◆ REQUIRED TASK:
Reproduce, word for word, the part of the records that opens with the line containing "of the <item>dirt" and closes with the line containing "POLYGON ((0 146, 205", including both of those lines.

(Shape annotation records)
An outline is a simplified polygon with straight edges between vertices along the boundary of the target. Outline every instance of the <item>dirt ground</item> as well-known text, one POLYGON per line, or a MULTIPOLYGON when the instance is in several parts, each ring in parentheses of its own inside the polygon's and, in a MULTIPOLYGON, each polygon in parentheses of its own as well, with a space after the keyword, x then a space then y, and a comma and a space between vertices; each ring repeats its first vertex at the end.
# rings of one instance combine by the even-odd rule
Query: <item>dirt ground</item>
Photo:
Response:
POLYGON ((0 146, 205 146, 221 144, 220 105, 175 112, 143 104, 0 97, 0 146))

--

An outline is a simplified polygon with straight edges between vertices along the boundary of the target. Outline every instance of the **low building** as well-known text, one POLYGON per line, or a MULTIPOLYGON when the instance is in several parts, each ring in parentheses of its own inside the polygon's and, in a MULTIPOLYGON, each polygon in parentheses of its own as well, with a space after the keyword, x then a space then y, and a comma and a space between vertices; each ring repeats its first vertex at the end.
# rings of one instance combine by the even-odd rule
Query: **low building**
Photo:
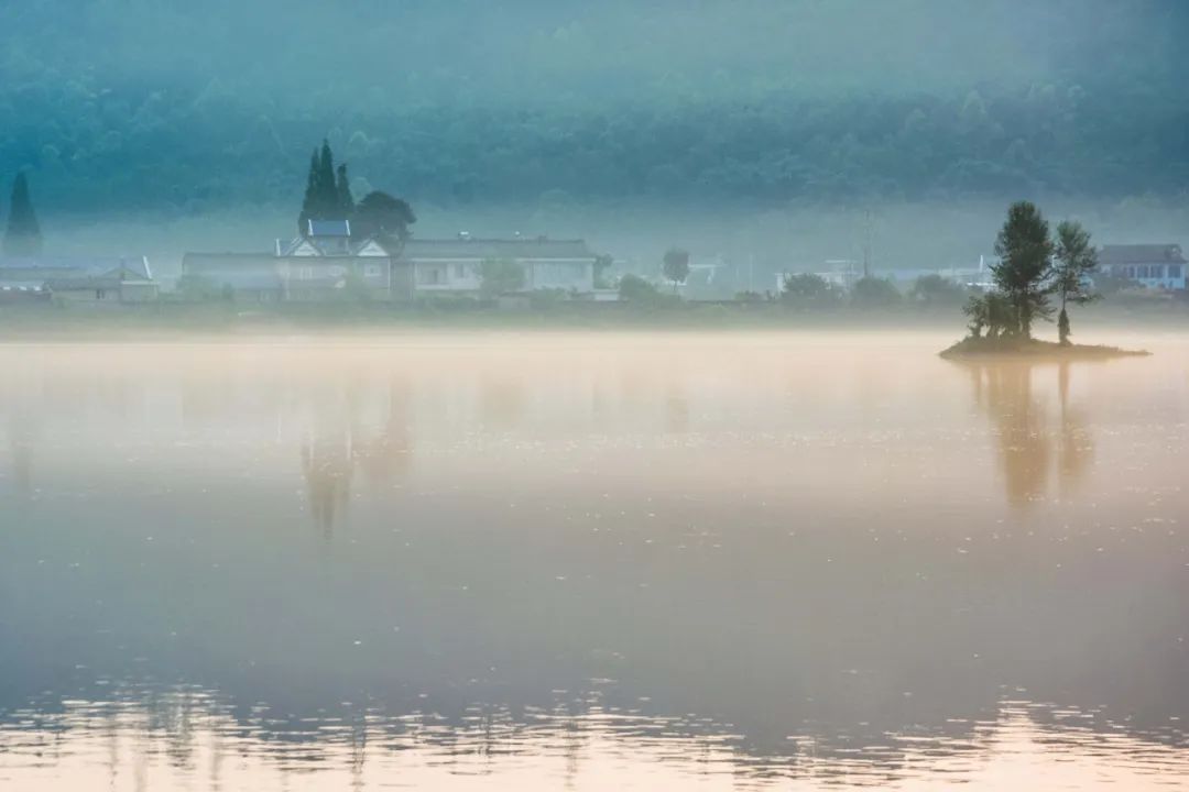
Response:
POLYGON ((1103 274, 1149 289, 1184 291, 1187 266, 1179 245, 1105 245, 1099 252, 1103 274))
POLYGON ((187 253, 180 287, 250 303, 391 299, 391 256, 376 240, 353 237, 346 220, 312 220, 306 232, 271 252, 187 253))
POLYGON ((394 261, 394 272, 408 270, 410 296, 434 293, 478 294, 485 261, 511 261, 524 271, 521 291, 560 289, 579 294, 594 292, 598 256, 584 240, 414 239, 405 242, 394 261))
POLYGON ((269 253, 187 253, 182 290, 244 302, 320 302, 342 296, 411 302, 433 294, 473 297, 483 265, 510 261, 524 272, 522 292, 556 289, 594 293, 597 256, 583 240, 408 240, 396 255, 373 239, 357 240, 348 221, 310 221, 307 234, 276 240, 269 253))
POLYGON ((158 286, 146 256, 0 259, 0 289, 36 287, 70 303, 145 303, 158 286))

◆ RESULT BELOW:
An outline is a simplified polygon with straight edges between vertices along the boundary of the target. Outline every instance of the <item>dirt ground</item> as well-known text, one POLYGON per line, or a MULTIPOLYGON when the instance is in several parts, each ring in parentheses of its own inside the polygon's and, in a MULTIPOLYGON, each polygon in parentheses of its own as well, with a space after the keyword, x then a space then y, and a comma and a space between vertices; each ring repeats its first vertex at the end.
# rings of one instance combine by the even-odd rule
Query: <item>dirt ground</item>
Photo:
Response:
POLYGON ((0 146, 205 146, 221 144, 220 105, 175 112, 143 104, 0 97, 0 146))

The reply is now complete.